_Work task_
Please restate each entry below, word for word.

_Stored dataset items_
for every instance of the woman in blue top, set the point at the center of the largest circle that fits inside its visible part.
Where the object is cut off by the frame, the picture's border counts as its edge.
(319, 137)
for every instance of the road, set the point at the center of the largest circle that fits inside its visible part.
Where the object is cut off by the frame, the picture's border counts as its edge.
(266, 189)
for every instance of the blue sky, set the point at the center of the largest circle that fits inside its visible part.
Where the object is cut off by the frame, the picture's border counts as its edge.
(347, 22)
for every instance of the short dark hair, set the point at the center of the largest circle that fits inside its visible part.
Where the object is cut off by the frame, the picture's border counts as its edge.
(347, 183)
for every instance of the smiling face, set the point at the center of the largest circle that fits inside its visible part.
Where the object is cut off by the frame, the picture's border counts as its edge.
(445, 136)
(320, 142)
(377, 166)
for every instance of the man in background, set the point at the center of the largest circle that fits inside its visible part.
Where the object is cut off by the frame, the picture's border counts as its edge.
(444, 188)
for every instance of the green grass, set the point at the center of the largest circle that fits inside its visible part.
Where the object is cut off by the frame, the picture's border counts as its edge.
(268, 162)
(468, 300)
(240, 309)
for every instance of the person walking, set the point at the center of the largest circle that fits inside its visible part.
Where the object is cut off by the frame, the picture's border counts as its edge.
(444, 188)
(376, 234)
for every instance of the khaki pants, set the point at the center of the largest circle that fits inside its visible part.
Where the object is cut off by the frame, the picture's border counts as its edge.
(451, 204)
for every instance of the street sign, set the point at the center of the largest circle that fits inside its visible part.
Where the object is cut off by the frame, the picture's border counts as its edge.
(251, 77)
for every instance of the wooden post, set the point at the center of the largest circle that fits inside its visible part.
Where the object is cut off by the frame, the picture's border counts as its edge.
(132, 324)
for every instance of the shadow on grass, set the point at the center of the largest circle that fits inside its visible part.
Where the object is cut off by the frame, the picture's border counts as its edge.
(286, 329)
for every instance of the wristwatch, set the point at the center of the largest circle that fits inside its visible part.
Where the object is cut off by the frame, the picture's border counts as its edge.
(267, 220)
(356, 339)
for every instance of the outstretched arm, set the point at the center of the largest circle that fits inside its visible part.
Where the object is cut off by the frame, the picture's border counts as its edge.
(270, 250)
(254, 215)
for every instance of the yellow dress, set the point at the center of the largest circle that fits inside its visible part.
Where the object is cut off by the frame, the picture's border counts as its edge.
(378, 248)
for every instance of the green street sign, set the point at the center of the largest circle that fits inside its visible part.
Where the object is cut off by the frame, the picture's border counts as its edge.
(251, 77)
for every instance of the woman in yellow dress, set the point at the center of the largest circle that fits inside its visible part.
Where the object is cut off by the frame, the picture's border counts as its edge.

_Exercise solution_
for every instance of the woman in blue top, set the point at the center of the largest circle that fits inside its visible part.
Where the object is cut off by the frame, the picture's border counts as its edge.
(319, 137)
for every instance of the road, set the point at the center of the largest circle that fits inside its visible part.
Where the object is cut off by the frame, the picture's border counts as its edge.
(266, 189)
for every instance of the blue sky, set the point at the center of the largest circle that fits inside its visible part.
Where the object is cut off by the frame, the picture's border counts as its edge.
(347, 22)
for every instance of the short dark hair, set the point at the center of the largest circle that fits inside its visible part.
Where the object is cut off by the frame, the picture's border counts as its edge.
(347, 183)
for every instance of the smiling face, set the point at the center of the largest circle that fits inside its visible part.
Where the object is cut off by the frame, the picture's border counts as its edge.
(445, 136)
(320, 142)
(377, 166)
for every instance of the man in background, set the point at the center of the largest circle that fits inside its visible part.
Where the object is cut off by the frame, the picture's border counts as its edge.
(444, 188)
for every instance of the green grass, set the point at the center of the largest circle that fits inside its visible part.
Where the object is cut off by the frame, the picture's border counts as its edge.
(268, 162)
(468, 300)
(240, 309)
for every instance of the person walking, set the point at the center of the largest circle that fits inside its visible part.
Where the object is cut off by the frame, the picture's border counts as its edge.
(444, 188)
(376, 234)
for every instance of the khaki pants, set the point at the center of the largest circle that fits inside its visible part.
Where the object is cut off by the frame, the picture's border counts as its edge.
(451, 204)
for every instance of the street sign, set the point at the center of the largest circle that fits inside its visible part.
Where the object is cut off by the frame, the picture's border counts as its edge.
(251, 77)
for every instance of the wooden post, set the point at the center of the largest circle that fits inside its visible part.
Where the object is cut off by the frame, the picture's border counts as its edge.
(132, 324)
for every instance of the shadow on grass, set the point at the center of the largest circle that fits inside its visible part.
Where the object is cut off by the frame, the picture's border counts as its edge.
(286, 329)
for every instance of the wristwatch, set the point at the center of the largest circle that fits inside its visible part.
Where the object is cut off by the frame, the picture's border counts as its edge.
(267, 220)
(356, 339)
for every instance of the outstretched arm, set the point at the center of the largest circle that fits inside its visible part.
Where the object is cut off by the frame, the picture's border counts as its edge.
(270, 250)
(254, 215)
for every instance of the yellow dress, set the point at the center of the largest circle that fits inside its visible part.
Where the object is cut off by the frame, the picture's border counts as its edge.
(378, 248)
for every instance of the green street sign, set the point at the center of the largest circle that fits inside its visible part.
Where the object is cut off by the frame, the picture's border counts as its edge.
(251, 77)
for every instance of the woman in yellow dress, set the point at the center of the largest circle that fits inside its visible part.
Where the object is cut off by the frame, the picture's border counts as its edge.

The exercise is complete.